▶ _Written problem_
Pull out every line in the records that contains the string "hair" and copy each one in full. Case counts, so only exact uppercase and lowercase matches qualify.
** Start of Provided entries **
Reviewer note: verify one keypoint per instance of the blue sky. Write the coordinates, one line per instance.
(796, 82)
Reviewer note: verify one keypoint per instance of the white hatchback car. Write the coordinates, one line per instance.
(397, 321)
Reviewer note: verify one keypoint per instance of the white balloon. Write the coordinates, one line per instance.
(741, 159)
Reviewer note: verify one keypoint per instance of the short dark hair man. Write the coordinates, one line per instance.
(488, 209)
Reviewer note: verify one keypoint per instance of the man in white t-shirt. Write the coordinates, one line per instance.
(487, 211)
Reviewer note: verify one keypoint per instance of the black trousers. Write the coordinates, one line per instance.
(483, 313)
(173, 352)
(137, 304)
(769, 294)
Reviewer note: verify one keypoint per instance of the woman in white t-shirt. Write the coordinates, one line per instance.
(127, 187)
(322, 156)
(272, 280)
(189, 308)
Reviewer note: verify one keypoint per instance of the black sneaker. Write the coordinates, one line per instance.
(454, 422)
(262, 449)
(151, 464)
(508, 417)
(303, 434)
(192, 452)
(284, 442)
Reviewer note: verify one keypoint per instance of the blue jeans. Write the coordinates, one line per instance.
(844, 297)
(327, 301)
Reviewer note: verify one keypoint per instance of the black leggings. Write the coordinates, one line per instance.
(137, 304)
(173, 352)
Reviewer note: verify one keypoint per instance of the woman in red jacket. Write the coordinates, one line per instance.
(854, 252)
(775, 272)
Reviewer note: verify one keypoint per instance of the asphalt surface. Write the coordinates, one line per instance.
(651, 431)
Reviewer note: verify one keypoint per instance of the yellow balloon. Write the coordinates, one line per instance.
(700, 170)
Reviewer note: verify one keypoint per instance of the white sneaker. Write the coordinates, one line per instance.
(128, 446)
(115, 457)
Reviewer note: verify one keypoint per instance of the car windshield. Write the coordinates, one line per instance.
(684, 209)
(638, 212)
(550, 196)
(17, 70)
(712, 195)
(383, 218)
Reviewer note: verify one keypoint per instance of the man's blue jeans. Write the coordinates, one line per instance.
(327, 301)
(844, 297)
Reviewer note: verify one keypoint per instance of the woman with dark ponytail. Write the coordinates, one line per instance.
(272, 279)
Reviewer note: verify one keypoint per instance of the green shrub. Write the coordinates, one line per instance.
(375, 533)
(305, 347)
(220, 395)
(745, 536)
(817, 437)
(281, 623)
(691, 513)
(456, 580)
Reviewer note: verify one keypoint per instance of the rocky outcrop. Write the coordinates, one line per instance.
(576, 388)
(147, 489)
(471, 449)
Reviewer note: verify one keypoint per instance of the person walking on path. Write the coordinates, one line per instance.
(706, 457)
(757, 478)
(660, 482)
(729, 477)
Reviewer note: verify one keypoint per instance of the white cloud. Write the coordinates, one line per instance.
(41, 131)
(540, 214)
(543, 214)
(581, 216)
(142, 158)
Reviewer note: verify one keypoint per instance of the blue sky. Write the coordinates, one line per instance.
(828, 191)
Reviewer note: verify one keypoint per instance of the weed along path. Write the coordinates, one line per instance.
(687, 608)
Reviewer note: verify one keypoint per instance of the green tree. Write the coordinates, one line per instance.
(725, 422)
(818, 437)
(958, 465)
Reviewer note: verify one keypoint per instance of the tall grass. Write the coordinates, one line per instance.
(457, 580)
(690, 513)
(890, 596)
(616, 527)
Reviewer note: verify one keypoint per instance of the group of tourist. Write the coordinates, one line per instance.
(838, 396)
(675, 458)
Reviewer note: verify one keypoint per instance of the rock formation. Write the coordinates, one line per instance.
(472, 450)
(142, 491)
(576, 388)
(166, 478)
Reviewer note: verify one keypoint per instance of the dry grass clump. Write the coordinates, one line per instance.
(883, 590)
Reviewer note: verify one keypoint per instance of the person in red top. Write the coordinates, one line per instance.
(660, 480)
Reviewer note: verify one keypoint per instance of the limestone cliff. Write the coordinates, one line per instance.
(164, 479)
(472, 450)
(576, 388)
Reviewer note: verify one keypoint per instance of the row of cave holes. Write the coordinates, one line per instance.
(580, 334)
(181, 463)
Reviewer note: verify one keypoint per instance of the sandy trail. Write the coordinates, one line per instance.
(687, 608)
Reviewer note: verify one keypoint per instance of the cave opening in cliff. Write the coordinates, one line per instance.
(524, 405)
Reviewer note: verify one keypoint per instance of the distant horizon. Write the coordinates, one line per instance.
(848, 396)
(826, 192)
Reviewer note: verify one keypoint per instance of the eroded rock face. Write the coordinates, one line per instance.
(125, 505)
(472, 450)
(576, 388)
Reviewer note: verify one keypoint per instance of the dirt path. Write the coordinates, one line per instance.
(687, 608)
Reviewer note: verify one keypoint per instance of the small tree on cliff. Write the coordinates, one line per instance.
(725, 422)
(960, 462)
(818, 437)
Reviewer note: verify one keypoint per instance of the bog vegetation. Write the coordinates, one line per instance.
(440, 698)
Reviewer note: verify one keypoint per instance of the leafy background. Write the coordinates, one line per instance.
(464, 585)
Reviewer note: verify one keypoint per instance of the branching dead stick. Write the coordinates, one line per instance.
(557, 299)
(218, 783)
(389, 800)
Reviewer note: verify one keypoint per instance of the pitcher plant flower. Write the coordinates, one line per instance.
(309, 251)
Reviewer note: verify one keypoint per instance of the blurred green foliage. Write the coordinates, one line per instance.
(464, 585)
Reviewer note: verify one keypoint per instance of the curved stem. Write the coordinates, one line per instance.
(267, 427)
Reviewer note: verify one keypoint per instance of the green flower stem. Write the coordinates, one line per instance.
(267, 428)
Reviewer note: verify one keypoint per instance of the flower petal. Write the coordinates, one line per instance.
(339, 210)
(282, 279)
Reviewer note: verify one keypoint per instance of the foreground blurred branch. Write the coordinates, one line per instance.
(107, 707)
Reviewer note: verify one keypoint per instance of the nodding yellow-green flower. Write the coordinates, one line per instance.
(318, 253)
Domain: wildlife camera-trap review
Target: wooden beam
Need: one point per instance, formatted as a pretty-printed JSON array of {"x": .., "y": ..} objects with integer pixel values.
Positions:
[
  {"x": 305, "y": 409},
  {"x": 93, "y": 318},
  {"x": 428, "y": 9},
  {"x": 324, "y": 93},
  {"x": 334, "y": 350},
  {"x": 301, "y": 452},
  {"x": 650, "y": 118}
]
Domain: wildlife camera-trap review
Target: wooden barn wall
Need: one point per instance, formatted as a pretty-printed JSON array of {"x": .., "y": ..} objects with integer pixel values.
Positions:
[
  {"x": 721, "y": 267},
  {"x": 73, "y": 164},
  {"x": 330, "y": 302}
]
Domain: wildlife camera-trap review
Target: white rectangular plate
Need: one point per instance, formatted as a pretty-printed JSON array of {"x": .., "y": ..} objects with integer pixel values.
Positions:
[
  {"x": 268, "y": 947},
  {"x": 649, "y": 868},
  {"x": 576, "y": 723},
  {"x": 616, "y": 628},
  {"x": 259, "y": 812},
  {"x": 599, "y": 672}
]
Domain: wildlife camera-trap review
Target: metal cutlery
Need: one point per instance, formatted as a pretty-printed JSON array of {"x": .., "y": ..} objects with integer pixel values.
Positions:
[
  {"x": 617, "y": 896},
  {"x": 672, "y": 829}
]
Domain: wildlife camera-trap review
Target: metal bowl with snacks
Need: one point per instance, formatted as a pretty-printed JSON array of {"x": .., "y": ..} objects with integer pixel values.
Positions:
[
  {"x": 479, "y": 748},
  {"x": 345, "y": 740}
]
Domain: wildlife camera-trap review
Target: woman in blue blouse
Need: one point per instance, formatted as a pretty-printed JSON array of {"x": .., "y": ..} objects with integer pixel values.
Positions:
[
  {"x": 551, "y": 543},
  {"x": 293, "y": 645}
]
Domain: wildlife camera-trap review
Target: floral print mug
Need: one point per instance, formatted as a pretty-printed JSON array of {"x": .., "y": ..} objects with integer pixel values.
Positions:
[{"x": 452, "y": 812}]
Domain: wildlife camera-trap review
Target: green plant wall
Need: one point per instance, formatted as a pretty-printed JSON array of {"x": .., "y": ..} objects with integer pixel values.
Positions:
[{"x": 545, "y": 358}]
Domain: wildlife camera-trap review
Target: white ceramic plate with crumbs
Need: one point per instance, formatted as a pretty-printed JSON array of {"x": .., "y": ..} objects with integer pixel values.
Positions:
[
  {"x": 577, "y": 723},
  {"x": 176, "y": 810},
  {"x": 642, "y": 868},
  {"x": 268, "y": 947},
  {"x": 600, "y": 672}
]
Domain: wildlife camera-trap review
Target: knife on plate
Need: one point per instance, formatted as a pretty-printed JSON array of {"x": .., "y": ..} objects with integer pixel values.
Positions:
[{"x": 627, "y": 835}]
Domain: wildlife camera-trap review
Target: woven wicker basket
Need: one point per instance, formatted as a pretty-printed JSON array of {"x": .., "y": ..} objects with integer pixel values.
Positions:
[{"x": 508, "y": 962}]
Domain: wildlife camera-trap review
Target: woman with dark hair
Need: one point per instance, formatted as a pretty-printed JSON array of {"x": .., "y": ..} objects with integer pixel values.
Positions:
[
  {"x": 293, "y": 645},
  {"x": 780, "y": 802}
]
** End of Provided entries **
▶ _Task solution_
Reviewer note: verify one keypoint per instance of the short dark hair man. Write the coordinates, one line per instance.
Target: woman with dark hair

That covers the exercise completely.